Dataset records Start Marker

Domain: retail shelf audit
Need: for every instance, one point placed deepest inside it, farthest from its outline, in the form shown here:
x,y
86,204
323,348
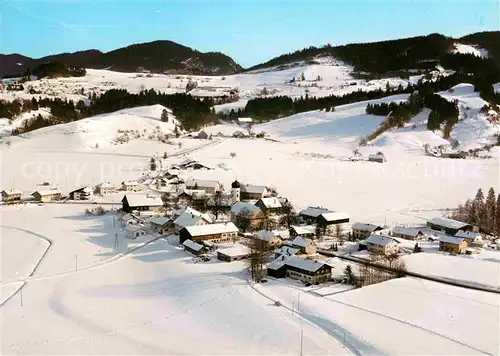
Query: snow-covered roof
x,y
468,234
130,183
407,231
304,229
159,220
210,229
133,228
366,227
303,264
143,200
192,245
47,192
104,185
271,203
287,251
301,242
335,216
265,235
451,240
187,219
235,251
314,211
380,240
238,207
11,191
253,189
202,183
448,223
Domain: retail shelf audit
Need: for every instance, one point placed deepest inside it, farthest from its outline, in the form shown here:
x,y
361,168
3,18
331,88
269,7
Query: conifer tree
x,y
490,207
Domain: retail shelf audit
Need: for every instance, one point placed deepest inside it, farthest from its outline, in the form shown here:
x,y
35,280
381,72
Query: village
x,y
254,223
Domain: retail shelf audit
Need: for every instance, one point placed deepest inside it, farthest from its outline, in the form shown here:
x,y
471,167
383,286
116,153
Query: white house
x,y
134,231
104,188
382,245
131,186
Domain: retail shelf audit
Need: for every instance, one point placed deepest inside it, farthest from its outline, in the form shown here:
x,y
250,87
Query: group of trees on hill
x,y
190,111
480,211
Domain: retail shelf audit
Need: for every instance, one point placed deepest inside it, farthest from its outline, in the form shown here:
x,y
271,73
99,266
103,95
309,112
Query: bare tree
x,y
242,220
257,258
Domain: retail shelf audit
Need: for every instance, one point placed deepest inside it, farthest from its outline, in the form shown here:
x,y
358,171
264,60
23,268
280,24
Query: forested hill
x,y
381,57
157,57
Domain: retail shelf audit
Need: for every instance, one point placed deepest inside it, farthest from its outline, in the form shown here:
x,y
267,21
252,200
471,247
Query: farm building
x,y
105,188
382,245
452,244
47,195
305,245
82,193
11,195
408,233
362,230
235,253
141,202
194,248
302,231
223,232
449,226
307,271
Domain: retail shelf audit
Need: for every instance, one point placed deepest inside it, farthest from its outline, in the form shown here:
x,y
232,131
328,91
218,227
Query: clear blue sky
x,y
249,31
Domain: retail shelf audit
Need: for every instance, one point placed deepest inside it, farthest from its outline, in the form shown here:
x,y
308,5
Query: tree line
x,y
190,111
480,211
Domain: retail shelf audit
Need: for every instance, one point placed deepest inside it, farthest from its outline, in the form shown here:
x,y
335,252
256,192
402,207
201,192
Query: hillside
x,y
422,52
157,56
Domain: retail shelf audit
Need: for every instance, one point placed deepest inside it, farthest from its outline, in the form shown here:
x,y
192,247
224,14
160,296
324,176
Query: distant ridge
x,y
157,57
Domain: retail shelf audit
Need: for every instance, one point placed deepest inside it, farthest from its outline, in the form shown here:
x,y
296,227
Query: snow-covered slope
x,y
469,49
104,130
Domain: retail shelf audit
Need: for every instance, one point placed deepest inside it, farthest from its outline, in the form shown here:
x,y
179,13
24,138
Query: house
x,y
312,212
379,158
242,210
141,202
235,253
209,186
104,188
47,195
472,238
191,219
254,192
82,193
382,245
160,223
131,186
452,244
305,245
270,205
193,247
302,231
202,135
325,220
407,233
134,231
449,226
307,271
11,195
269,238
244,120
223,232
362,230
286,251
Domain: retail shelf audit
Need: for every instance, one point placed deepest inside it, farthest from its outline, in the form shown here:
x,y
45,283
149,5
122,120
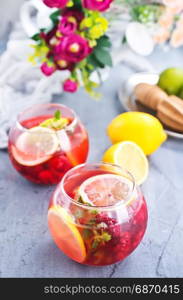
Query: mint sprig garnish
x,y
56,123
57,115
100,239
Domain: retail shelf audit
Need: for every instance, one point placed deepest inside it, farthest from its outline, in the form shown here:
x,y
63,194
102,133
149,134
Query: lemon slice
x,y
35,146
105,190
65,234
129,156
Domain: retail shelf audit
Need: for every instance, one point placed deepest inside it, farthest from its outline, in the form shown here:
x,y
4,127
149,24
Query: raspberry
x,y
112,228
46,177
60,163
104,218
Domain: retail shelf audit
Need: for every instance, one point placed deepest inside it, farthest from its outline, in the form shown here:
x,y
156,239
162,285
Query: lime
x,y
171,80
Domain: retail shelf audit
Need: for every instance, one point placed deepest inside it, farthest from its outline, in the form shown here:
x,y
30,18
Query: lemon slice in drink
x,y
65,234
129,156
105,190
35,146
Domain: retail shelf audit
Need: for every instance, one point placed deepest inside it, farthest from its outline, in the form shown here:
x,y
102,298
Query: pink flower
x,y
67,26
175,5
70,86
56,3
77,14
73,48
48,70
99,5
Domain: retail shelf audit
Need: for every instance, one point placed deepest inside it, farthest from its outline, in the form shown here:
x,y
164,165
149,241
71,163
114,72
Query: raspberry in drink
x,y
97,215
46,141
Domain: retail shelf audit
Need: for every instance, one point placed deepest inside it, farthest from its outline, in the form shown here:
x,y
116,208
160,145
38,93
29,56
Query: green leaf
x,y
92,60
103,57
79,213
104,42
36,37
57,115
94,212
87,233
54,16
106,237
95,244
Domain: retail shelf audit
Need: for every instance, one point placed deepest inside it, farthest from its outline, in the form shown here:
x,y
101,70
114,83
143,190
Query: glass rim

Dataset records End Marker

_Required work:_ Line by line, print the records above exactly, skipping each picture.

_Reply:_
Domain: retail shelf audit
Need: for every instance, one point placed deepest inside it, farthest from its outline, in the form shown here:
x,y
86,204
323,348
Query: snow-covered roof
x,y
468,234
130,183
407,231
304,229
159,220
210,229
133,228
366,227
303,264
143,200
192,245
47,192
104,185
271,203
287,251
301,242
335,216
265,235
451,240
187,219
235,251
314,211
380,240
238,207
11,191
253,189
202,183
448,223
Domain: retail shelf audit
Need: for every instance, one point placed deepest inside it, farthest from its outline, in the form shown here:
x,y
361,168
3,18
331,88
269,7
Query: conifer tree
x,y
490,207
Domain: retail shelf audit
Need: for every instance, one point placed deepest inside it, farthest from its outline, in the form shown here:
x,y
35,280
381,72
Query: village
x,y
254,223
Domain: retail shelf audit
Need: for every instance, one point placed deepest inside it, farthest from its outline, in the form shown here:
x,y
471,167
383,286
116,153
Query: white house
x,y
134,231
104,188
382,245
131,186
Domain: retail shelf audit
Need: for every instance, one point placed deepest inside it, farthest from its outline, in the form shown here:
x,y
250,87
Query: group of trees on hill
x,y
190,111
480,211
Domain: retail shelf audit
Need: for every instance, one point placed deepest inside it, farthest from its outline, in the form shown here:
x,y
271,73
99,266
103,95
309,112
Query: bare tree
x,y
242,220
257,258
Domain: retail shelf audit
Need: for every instance, one point placed deepest inside it, farthest from its outline, in the form shown here:
x,y
358,171
264,60
23,268
280,24
Query: forested hill
x,y
381,57
157,57
Domain: retail shelf audit
Need: for every instance, one point placed deepest inside it, farthest from its outline, in the form shown here:
x,y
267,21
252,200
471,247
Query: farm building
x,y
105,188
382,245
452,244
47,195
305,245
82,193
11,195
408,233
362,230
235,253
141,202
194,248
302,231
223,232
449,226
307,271
Domain: retail shelf audit
Need: for every instance, one point placed deepest inside it, farthest from its outline, in the form shown here:
x,y
232,131
328,91
218,227
Query: clear blue sky
x,y
249,31
Domain: retail shelf audit
Need: for every instance, one point placed deepest inside it, farthest from its outline, in the form shown here:
x,y
308,5
Query: tree line
x,y
190,111
480,211
Domain: retail shelf audit
Need: for every instance, one point placed deepest inside it, farthest from its outline, in the form shown here:
x,y
335,252
256,192
402,207
201,192
Query: hillside
x,y
422,52
157,56
Domain: retail shelf audit
Need: for every instance, one point placed deepest inside it, farthest from its outline, in the form shown here:
x,y
192,247
224,14
160,296
324,176
Query: distant ridge
x,y
157,57
Domain: retail shelf audit
Need: for every instance, one point placed deepest inside it, farthest from its outline, in the form shown here:
x,y
296,227
Query: snow-covered slope
x,y
469,49
104,130
Domain: retail shelf audit
Need: for every instance, one point placed deepest inside it, farthest from its outline, in the form shown here:
x,y
179,13
24,138
Query: house
x,y
312,212
379,158
242,210
141,202
235,253
209,186
104,188
47,195
472,238
191,219
254,192
82,193
382,245
160,223
131,186
452,244
305,245
270,205
193,247
302,231
202,135
325,220
407,233
134,231
449,226
307,271
11,195
269,238
244,120
223,232
362,230
286,251
Domain: retail shelf audit
Need: for every instance, one point placed deepest inside it, farthest from its outline, in the form shown here:
x,y
45,283
149,5
122,120
Query: mint sprig garnish
x,y
56,123
57,115
100,239
Domain: retail shelf audit
Need: for every instance, one point placed deepest inside it, farthest from its outline, in the form shown here:
x,y
63,194
102,133
149,134
Query: lemon slice
x,y
35,146
105,190
65,234
129,156
Domain: retail shelf audit
Need: for every instance, one point placed deepest inside it, farthest from its outline, in the form shown here:
x,y
4,127
149,24
Query: raspberry
x,y
112,228
46,177
60,163
104,218
Domain: retail shelf audit
Need: for every instance, one point placed deepest inside it, farthest from its outline, in the form shown here:
x,y
156,239
162,285
Query: lime
x,y
171,80
Domain: retail shelf audit
Need: for every instance, one point placed deepest inside it, farthest from its outline, in the form shown here:
x,y
30,18
Query: lemon slice in drink
x,y
65,234
129,156
105,190
35,146
Domain: retail shelf audit
Need: for every instance, one point placed deepest inside it, farthest from its outline, in the form shown here:
x,y
102,298
Query: pink flower
x,y
67,26
175,5
70,86
56,3
77,14
73,48
48,70
99,5
Domain: retail shelf audit
Need: for every instance, one point placed deepest inside it, farthest from its outline, in the form shown here:
x,y
164,165
149,241
71,163
114,72
Query: raspberry in drink
x,y
97,215
46,141
Domain: retail shelf audit
Need: for every instance, one point placed deepest inside it, farthest from its outline, in the form shown here:
x,y
116,208
160,145
38,93
29,56
Query: green leaf
x,y
92,60
103,57
79,213
104,42
36,37
57,115
94,212
87,233
54,16
106,237
95,244
Domain: retail shelf audit
Need: for every instance, one point placed deepest inside it, farthest from its outline, in the form shown here:
x,y
101,70
114,83
143,190
Query: glass rim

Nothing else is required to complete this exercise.